(DATA FOR THE TASK Opens)

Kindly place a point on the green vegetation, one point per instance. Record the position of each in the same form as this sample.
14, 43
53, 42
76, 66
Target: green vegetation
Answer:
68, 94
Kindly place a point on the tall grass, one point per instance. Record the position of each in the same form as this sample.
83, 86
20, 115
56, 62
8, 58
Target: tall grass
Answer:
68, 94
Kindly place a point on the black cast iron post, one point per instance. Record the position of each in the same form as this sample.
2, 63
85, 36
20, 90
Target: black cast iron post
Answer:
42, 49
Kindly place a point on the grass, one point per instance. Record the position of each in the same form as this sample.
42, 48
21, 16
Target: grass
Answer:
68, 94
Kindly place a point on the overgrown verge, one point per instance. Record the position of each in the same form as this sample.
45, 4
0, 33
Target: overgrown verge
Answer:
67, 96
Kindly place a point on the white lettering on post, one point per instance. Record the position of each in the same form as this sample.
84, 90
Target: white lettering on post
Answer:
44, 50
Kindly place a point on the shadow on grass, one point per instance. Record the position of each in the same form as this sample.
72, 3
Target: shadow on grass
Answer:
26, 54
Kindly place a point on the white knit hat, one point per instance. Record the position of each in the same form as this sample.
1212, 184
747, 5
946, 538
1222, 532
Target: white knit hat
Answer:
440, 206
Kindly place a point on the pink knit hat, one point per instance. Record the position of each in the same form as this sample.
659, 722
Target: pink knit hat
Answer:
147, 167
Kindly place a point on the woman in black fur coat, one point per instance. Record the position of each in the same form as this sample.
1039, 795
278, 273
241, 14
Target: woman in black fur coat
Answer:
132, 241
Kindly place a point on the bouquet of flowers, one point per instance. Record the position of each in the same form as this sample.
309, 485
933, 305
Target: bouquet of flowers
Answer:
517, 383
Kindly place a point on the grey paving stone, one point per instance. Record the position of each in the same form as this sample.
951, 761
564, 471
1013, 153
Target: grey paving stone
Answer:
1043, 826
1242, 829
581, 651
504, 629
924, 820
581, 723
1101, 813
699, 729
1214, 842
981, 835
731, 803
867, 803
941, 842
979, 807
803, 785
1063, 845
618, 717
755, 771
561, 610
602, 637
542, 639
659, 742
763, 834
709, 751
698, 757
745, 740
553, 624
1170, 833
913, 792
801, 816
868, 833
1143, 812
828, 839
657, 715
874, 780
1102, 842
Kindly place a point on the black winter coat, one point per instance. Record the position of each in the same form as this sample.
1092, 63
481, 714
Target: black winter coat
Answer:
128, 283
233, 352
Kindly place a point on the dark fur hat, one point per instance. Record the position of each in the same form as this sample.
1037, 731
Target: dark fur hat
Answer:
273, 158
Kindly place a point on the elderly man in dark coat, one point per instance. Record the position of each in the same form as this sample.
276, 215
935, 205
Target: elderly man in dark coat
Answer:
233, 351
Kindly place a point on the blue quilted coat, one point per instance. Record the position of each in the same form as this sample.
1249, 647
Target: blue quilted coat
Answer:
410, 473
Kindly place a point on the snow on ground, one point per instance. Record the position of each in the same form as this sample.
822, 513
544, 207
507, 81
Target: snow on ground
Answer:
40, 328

(DATA FOR THE TASK Closes)

- **ACTIVITY**
Could you output every entry above exactly as it stands?

- **RESULT**
Kindly place a point on the green vegetation, one point per instance. Record the position of each in the same form as this sample.
14, 43
53, 42
76, 66
Target: green vegetation
Answer:
68, 94
Kindly place a point on the tall grass, one point per instance. Record the position of each in the same form as this sample.
83, 86
20, 115
56, 62
8, 58
Target: tall grass
Answer:
68, 94
Kindly place a point on the black cast iron post, one point per instance. Record the position of each in the same form as this sample.
2, 63
85, 36
20, 90
Target: black cast iron post
Answer:
42, 49
Kindly place a point on the grass, one point per instance. Record the position of each in the same form as this sample.
42, 48
21, 16
Target: grass
Answer:
68, 94
Kindly place a point on the overgrown verge, one point per instance. Record the position of each in the same form as this sample.
45, 4
0, 33
Target: overgrown verge
Answer:
67, 96
Kindly place a point on the white lettering on post, one point per instance. Record the position of each in the same form as this sample.
84, 90
Target: white lettering on post
Answer:
44, 50
Kindly place a point on the shadow on grass, one point per instance. Record the position of each in the same form as this sample.
72, 3
Target: shadow on grass
Answer:
26, 54
Kindly place a point on the white knit hat, one point per instance. Record the position of each in the same form as this sample.
1212, 184
747, 5
946, 538
1222, 532
Target: white knit hat
Answer:
440, 206
Kindly place a point on the pink knit hat, one point per instance. Record the position of each in the same form as this sample.
659, 722
Target: pink knit hat
Answer:
147, 167
Kindly place a point on the woman in black fur coat, one point per instance. Record the position of each in the same form as this sample.
1039, 795
278, 273
241, 14
Target: woman in black fur coat
Answer:
132, 241
Kindly place a point on the bouquet of flowers, one point per instance. Record the position of each in the same form as this sample.
309, 485
933, 305
Target: bouquet of flowers
Answer:
517, 383
Kindly place a point on the grey paving stone, one point per instance. Record the position of each in the same form as this sample.
951, 761
564, 471
1013, 153
Target: grey paving stone
Answer:
1043, 826
1242, 829
581, 651
504, 629
924, 820
581, 723
1101, 813
699, 729
1214, 842
981, 835
731, 803
867, 803
941, 842
979, 807
803, 785
1063, 845
618, 717
755, 771
561, 610
602, 637
542, 639
659, 742
763, 834
709, 751
698, 757
745, 740
553, 624
1170, 833
913, 792
801, 816
868, 833
1143, 812
828, 839
657, 715
874, 780
1102, 842
Kindly place a point on the black winter coat, one point per instance. Record the position of each in the same form as this sample.
1092, 63
481, 714
Target: black winter coat
Answer:
128, 283
233, 352
Kindly place a point on the dark fur hat, one point per instance. Record the position of each in the same form as this sample.
1037, 731
Target: dark fur hat
Answer:
273, 158
Kindly place a point on the elderly man in dark coat, one point per instance. Record the position of each in the same form as this sample.
276, 215
935, 205
Target: elderly man in dark coat
Answer:
233, 351
Kindly place a point on the blue quilted coat, one point per instance. Record the position of each in the same form as this sample.
1249, 647
Target: blue quilted coat
Answer:
410, 473
Kindly place a point on the snow on ground, one point per instance. Record the position of each in the same form as this sample.
822, 513
544, 207
507, 81
Target: snow on ground
Answer:
40, 328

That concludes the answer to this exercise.